**Aim of the exercise**: Locate, in the data below, the line that contains "grille in this photo." and the line that contains "wall in this photo."; reproduce exactly those two lines and every line between them, nothing more.

**Information provided**:
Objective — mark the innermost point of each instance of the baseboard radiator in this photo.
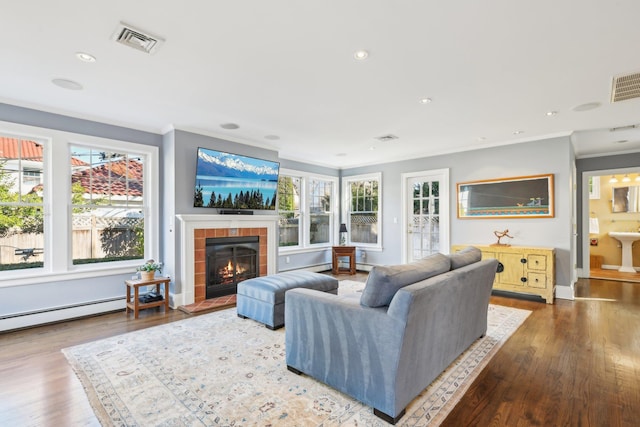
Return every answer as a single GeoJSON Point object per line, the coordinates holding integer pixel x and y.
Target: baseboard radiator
{"type": "Point", "coordinates": [58, 314]}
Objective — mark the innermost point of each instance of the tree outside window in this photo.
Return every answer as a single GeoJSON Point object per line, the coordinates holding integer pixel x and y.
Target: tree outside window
{"type": "Point", "coordinates": [320, 195]}
{"type": "Point", "coordinates": [21, 203]}
{"type": "Point", "coordinates": [108, 205]}
{"type": "Point", "coordinates": [363, 209]}
{"type": "Point", "coordinates": [289, 210]}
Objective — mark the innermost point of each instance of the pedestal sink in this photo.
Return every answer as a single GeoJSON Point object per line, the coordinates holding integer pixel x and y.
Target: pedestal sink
{"type": "Point", "coordinates": [627, 239]}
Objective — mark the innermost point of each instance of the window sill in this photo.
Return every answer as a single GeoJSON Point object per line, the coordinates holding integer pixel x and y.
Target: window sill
{"type": "Point", "coordinates": [298, 250]}
{"type": "Point", "coordinates": [42, 276]}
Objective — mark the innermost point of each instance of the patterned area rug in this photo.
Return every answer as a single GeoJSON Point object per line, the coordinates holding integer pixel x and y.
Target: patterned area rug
{"type": "Point", "coordinates": [217, 369]}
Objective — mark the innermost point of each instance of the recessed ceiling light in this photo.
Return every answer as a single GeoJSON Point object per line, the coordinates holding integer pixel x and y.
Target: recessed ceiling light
{"type": "Point", "coordinates": [67, 84]}
{"type": "Point", "coordinates": [229, 126]}
{"type": "Point", "coordinates": [387, 138]}
{"type": "Point", "coordinates": [85, 57]}
{"type": "Point", "coordinates": [361, 55]}
{"type": "Point", "coordinates": [586, 107]}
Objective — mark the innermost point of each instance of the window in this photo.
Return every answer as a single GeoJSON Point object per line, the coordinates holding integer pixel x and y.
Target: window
{"type": "Point", "coordinates": [362, 209]}
{"type": "Point", "coordinates": [107, 205]}
{"type": "Point", "coordinates": [289, 210]}
{"type": "Point", "coordinates": [73, 205]}
{"type": "Point", "coordinates": [306, 206]}
{"type": "Point", "coordinates": [320, 198]}
{"type": "Point", "coordinates": [22, 228]}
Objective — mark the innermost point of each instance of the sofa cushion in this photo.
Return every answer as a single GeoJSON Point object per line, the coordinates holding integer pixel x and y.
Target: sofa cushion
{"type": "Point", "coordinates": [467, 256]}
{"type": "Point", "coordinates": [384, 281]}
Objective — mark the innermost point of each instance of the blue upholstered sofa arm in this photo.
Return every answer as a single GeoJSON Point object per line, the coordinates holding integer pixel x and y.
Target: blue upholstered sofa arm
{"type": "Point", "coordinates": [384, 356]}
{"type": "Point", "coordinates": [352, 348]}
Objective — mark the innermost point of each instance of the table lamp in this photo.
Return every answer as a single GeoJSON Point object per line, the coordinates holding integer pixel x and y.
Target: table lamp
{"type": "Point", "coordinates": [343, 238]}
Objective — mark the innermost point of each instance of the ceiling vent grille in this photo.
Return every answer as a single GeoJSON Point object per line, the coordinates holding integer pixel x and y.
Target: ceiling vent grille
{"type": "Point", "coordinates": [625, 87]}
{"type": "Point", "coordinates": [387, 138]}
{"type": "Point", "coordinates": [136, 39]}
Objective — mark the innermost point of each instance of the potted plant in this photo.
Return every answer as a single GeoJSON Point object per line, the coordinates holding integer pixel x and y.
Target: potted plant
{"type": "Point", "coordinates": [149, 268]}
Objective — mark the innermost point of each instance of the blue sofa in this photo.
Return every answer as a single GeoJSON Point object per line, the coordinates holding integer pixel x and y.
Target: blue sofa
{"type": "Point", "coordinates": [386, 345]}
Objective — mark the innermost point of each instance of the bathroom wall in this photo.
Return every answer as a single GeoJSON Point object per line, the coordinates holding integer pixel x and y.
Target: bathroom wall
{"type": "Point", "coordinates": [601, 208]}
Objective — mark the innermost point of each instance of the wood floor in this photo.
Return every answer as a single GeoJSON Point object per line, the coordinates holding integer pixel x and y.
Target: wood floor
{"type": "Point", "coordinates": [574, 363]}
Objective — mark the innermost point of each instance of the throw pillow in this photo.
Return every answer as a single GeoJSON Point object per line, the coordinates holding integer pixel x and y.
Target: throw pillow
{"type": "Point", "coordinates": [467, 256]}
{"type": "Point", "coordinates": [384, 281]}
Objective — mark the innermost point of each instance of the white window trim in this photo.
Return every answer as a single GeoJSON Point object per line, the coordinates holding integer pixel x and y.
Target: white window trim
{"type": "Point", "coordinates": [58, 264]}
{"type": "Point", "coordinates": [305, 215]}
{"type": "Point", "coordinates": [346, 207]}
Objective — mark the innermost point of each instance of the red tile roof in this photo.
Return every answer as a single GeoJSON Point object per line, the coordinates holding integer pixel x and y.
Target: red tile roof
{"type": "Point", "coordinates": [112, 178]}
{"type": "Point", "coordinates": [31, 150]}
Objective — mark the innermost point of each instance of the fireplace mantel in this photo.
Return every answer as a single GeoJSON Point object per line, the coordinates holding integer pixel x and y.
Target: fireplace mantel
{"type": "Point", "coordinates": [190, 223]}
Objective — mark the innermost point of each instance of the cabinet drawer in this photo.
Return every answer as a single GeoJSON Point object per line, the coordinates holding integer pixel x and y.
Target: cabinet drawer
{"type": "Point", "coordinates": [537, 280]}
{"type": "Point", "coordinates": [537, 262]}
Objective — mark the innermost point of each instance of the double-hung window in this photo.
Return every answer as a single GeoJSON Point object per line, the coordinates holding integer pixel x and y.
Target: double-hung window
{"type": "Point", "coordinates": [74, 205]}
{"type": "Point", "coordinates": [22, 225]}
{"type": "Point", "coordinates": [107, 204]}
{"type": "Point", "coordinates": [307, 210]}
{"type": "Point", "coordinates": [361, 209]}
{"type": "Point", "coordinates": [289, 197]}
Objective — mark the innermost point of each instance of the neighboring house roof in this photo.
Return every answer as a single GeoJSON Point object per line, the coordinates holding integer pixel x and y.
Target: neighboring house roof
{"type": "Point", "coordinates": [31, 150]}
{"type": "Point", "coordinates": [112, 178]}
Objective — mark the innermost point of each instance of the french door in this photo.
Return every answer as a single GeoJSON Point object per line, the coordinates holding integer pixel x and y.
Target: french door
{"type": "Point", "coordinates": [426, 213]}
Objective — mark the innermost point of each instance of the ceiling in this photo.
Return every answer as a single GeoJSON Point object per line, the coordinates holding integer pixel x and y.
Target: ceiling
{"type": "Point", "coordinates": [285, 72]}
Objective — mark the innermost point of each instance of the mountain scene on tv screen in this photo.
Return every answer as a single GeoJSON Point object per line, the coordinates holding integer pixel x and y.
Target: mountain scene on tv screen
{"type": "Point", "coordinates": [230, 181]}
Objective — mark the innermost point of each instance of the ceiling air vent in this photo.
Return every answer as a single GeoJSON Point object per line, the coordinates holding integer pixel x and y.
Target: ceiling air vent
{"type": "Point", "coordinates": [387, 138]}
{"type": "Point", "coordinates": [625, 87]}
{"type": "Point", "coordinates": [137, 39]}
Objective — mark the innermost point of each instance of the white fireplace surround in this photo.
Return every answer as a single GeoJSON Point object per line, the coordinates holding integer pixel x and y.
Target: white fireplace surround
{"type": "Point", "coordinates": [190, 223]}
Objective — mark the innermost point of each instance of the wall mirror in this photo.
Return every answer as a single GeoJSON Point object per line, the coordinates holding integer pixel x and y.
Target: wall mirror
{"type": "Point", "coordinates": [625, 199]}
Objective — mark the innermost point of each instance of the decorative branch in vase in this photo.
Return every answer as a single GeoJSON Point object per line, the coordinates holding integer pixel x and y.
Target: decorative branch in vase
{"type": "Point", "coordinates": [149, 268]}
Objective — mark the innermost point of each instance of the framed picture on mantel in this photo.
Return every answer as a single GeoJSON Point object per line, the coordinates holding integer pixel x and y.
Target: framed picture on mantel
{"type": "Point", "coordinates": [518, 197]}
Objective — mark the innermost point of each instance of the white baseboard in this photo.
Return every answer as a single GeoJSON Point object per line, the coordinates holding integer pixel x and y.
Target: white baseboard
{"type": "Point", "coordinates": [565, 292]}
{"type": "Point", "coordinates": [51, 316]}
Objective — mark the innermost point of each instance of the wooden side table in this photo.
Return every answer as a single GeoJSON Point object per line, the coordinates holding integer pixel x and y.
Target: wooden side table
{"type": "Point", "coordinates": [343, 251]}
{"type": "Point", "coordinates": [136, 305]}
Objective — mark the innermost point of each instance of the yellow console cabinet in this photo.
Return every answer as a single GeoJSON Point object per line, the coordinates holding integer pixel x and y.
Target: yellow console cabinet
{"type": "Point", "coordinates": [527, 270]}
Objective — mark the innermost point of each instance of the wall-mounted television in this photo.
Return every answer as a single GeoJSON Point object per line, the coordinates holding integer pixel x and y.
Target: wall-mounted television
{"type": "Point", "coordinates": [233, 182]}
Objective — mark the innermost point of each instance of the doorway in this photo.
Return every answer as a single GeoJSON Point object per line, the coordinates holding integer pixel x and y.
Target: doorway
{"type": "Point", "coordinates": [601, 253]}
{"type": "Point", "coordinates": [425, 225]}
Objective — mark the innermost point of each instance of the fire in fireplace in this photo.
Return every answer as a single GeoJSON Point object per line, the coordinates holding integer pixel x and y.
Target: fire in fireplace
{"type": "Point", "coordinates": [230, 260]}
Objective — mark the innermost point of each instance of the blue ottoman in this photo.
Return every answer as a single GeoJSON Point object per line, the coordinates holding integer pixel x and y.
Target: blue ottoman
{"type": "Point", "coordinates": [262, 298]}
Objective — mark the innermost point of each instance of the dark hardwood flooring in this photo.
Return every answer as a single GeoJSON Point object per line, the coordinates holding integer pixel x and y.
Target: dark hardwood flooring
{"type": "Point", "coordinates": [574, 363]}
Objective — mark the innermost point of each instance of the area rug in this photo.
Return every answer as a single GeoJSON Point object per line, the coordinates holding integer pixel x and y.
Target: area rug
{"type": "Point", "coordinates": [219, 370]}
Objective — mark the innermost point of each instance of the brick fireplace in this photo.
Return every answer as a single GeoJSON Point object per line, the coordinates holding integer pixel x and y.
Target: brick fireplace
{"type": "Point", "coordinates": [195, 229]}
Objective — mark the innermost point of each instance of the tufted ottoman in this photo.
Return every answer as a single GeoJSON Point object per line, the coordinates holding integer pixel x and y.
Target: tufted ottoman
{"type": "Point", "coordinates": [262, 298]}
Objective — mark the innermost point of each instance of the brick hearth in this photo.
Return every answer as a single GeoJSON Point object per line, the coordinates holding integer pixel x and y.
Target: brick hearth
{"type": "Point", "coordinates": [200, 236]}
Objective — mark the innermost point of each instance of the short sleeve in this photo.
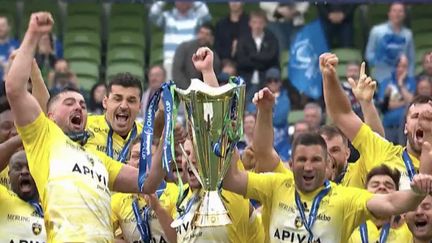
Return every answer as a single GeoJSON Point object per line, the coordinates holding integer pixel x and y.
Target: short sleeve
{"type": "Point", "coordinates": [37, 139]}
{"type": "Point", "coordinates": [372, 147]}
{"type": "Point", "coordinates": [355, 207]}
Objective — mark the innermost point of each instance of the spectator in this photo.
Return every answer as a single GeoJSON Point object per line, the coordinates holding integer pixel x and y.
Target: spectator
{"type": "Point", "coordinates": [156, 76]}
{"type": "Point", "coordinates": [281, 110]}
{"type": "Point", "coordinates": [62, 77]}
{"type": "Point", "coordinates": [45, 55]}
{"type": "Point", "coordinates": [424, 86]}
{"type": "Point", "coordinates": [229, 29]}
{"type": "Point", "coordinates": [7, 44]}
{"type": "Point", "coordinates": [284, 19]}
{"type": "Point", "coordinates": [313, 115]}
{"type": "Point", "coordinates": [387, 42]}
{"type": "Point", "coordinates": [352, 71]}
{"type": "Point", "coordinates": [97, 93]}
{"type": "Point", "coordinates": [179, 24]}
{"type": "Point", "coordinates": [256, 53]}
{"type": "Point", "coordinates": [394, 94]}
{"type": "Point", "coordinates": [183, 68]}
{"type": "Point", "coordinates": [427, 67]}
{"type": "Point", "coordinates": [337, 21]}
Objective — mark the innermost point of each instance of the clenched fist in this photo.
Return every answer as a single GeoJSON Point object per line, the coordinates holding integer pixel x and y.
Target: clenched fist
{"type": "Point", "coordinates": [40, 23]}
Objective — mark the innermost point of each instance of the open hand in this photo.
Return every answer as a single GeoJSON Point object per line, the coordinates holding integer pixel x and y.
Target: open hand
{"type": "Point", "coordinates": [203, 59]}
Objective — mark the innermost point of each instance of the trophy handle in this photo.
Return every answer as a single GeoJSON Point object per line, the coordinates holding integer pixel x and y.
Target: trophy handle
{"type": "Point", "coordinates": [191, 165]}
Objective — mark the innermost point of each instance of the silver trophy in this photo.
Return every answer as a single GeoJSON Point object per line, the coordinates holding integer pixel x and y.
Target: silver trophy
{"type": "Point", "coordinates": [215, 119]}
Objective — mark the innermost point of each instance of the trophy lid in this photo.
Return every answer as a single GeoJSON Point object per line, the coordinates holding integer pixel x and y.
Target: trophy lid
{"type": "Point", "coordinates": [199, 86]}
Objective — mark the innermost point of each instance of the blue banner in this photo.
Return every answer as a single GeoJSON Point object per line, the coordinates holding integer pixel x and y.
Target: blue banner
{"type": "Point", "coordinates": [303, 67]}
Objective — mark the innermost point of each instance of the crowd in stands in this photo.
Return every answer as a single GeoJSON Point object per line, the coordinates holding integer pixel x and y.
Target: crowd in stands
{"type": "Point", "coordinates": [374, 123]}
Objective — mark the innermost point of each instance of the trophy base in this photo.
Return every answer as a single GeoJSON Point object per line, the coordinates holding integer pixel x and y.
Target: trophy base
{"type": "Point", "coordinates": [212, 211]}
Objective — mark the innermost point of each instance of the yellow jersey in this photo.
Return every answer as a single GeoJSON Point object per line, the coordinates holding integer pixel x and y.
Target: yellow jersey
{"type": "Point", "coordinates": [355, 176]}
{"type": "Point", "coordinates": [123, 216]}
{"type": "Point", "coordinates": [19, 220]}
{"type": "Point", "coordinates": [340, 211]}
{"type": "Point", "coordinates": [73, 184]}
{"type": "Point", "coordinates": [4, 177]}
{"type": "Point", "coordinates": [395, 235]}
{"type": "Point", "coordinates": [375, 150]}
{"type": "Point", "coordinates": [98, 130]}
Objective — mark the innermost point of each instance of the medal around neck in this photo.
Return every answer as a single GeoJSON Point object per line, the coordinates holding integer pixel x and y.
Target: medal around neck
{"type": "Point", "coordinates": [215, 121]}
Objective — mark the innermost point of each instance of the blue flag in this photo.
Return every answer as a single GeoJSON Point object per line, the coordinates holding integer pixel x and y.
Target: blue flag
{"type": "Point", "coordinates": [303, 67]}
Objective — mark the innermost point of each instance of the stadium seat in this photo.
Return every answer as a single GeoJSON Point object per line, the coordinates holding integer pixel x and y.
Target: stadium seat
{"type": "Point", "coordinates": [82, 38]}
{"type": "Point", "coordinates": [421, 25]}
{"type": "Point", "coordinates": [295, 116]}
{"type": "Point", "coordinates": [133, 23]}
{"type": "Point", "coordinates": [125, 38]}
{"type": "Point", "coordinates": [83, 53]}
{"type": "Point", "coordinates": [83, 22]}
{"type": "Point", "coordinates": [9, 10]}
{"type": "Point", "coordinates": [87, 73]}
{"type": "Point", "coordinates": [128, 9]}
{"type": "Point", "coordinates": [80, 8]}
{"type": "Point", "coordinates": [127, 54]}
{"type": "Point", "coordinates": [85, 68]}
{"type": "Point", "coordinates": [377, 13]}
{"type": "Point", "coordinates": [121, 67]}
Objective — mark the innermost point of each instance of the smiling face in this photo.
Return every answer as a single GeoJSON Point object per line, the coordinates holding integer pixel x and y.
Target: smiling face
{"type": "Point", "coordinates": [68, 110]}
{"type": "Point", "coordinates": [122, 107]}
{"type": "Point", "coordinates": [420, 221]}
{"type": "Point", "coordinates": [381, 184]}
{"type": "Point", "coordinates": [309, 166]}
{"type": "Point", "coordinates": [22, 182]}
{"type": "Point", "coordinates": [413, 132]}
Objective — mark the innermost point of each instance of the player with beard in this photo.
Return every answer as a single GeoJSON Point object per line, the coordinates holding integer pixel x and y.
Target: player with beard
{"type": "Point", "coordinates": [419, 222]}
{"type": "Point", "coordinates": [374, 149]}
{"type": "Point", "coordinates": [306, 207]}
{"type": "Point", "coordinates": [58, 164]}
{"type": "Point", "coordinates": [123, 216]}
{"type": "Point", "coordinates": [113, 132]}
{"type": "Point", "coordinates": [21, 216]}
{"type": "Point", "coordinates": [382, 180]}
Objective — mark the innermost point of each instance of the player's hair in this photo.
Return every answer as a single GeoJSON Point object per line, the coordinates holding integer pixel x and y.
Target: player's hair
{"type": "Point", "coordinates": [125, 80]}
{"type": "Point", "coordinates": [384, 170]}
{"type": "Point", "coordinates": [309, 139]}
{"type": "Point", "coordinates": [54, 98]}
{"type": "Point", "coordinates": [419, 99]}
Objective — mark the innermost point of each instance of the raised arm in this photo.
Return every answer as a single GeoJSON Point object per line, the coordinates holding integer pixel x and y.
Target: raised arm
{"type": "Point", "coordinates": [337, 104]}
{"type": "Point", "coordinates": [395, 203]}
{"type": "Point", "coordinates": [163, 217]}
{"type": "Point", "coordinates": [235, 180]}
{"type": "Point", "coordinates": [7, 149]}
{"type": "Point", "coordinates": [39, 89]}
{"type": "Point", "coordinates": [24, 106]}
{"type": "Point", "coordinates": [266, 156]}
{"type": "Point", "coordinates": [203, 62]}
{"type": "Point", "coordinates": [364, 93]}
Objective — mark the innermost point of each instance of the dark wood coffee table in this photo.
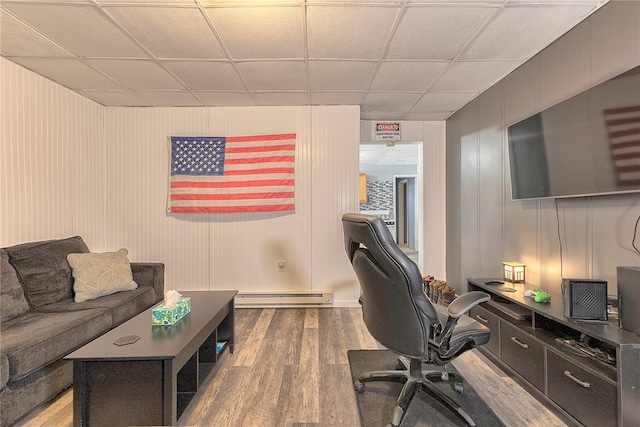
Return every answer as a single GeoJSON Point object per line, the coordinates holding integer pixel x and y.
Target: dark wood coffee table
{"type": "Point", "coordinates": [151, 381]}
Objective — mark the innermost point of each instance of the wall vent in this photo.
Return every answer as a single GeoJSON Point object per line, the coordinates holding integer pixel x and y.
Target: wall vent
{"type": "Point", "coordinates": [288, 299]}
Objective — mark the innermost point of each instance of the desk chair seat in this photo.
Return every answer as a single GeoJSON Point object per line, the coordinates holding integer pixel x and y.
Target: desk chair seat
{"type": "Point", "coordinates": [399, 316]}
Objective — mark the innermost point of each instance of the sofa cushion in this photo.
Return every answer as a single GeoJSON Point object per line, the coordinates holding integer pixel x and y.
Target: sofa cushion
{"type": "Point", "coordinates": [38, 338]}
{"type": "Point", "coordinates": [122, 305]}
{"type": "Point", "coordinates": [100, 274]}
{"type": "Point", "coordinates": [12, 300]}
{"type": "Point", "coordinates": [43, 269]}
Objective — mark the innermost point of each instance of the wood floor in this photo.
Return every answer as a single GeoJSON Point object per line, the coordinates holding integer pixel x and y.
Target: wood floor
{"type": "Point", "coordinates": [290, 368]}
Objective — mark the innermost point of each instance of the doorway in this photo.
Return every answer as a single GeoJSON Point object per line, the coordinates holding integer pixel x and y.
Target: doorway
{"type": "Point", "coordinates": [393, 181]}
{"type": "Point", "coordinates": [405, 190]}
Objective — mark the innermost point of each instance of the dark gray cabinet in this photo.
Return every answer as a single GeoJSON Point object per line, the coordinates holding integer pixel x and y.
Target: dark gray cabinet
{"type": "Point", "coordinates": [523, 353]}
{"type": "Point", "coordinates": [492, 322]}
{"type": "Point", "coordinates": [587, 397]}
{"type": "Point", "coordinates": [529, 340]}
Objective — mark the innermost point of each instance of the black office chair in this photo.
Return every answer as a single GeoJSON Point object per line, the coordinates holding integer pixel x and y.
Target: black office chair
{"type": "Point", "coordinates": [399, 315]}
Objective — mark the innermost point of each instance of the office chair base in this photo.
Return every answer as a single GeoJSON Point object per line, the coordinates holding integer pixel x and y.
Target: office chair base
{"type": "Point", "coordinates": [412, 376]}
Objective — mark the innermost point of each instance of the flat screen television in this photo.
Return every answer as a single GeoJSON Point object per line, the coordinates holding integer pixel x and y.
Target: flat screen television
{"type": "Point", "coordinates": [584, 146]}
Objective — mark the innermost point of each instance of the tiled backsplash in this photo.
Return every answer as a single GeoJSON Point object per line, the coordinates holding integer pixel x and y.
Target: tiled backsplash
{"type": "Point", "coordinates": [380, 197]}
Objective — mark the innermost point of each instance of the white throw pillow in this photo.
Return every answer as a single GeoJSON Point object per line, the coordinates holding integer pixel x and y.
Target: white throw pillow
{"type": "Point", "coordinates": [96, 275]}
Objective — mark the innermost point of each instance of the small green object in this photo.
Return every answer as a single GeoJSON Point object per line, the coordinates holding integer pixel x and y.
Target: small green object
{"type": "Point", "coordinates": [542, 296]}
{"type": "Point", "coordinates": [161, 315]}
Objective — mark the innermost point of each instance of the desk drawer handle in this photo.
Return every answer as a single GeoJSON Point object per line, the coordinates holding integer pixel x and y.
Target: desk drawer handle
{"type": "Point", "coordinates": [482, 319]}
{"type": "Point", "coordinates": [521, 344]}
{"type": "Point", "coordinates": [576, 380]}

**Exercise solution**:
Objective — mark the innermost point of each instance of the ceiling vent grille in this photo.
Return every answer as a single GeoJSON Point object per line, the coordinates holding integer pixel x and y.
Target: ceiling vent grille
{"type": "Point", "coordinates": [625, 87]}
{"type": "Point", "coordinates": [387, 138]}
{"type": "Point", "coordinates": [136, 39]}
Objective — mark the innermost point of each instance of the potted plant in this photo.
Return every answer as a single GeoJSON Point object per line, the coordinates holding integer pixel x and y.
Target: potted plant
{"type": "Point", "coordinates": [149, 268]}
Objective — mark the innermost point of each instance of the blue sofa in this photo.
Return every answer as a single GeoJSON Point object per line, the coordinates holding integer pixel x and y.
Target: blue sofa
{"type": "Point", "coordinates": [386, 345]}
Objective — mark the innermost point of each instance of the bathroom wall in this photo.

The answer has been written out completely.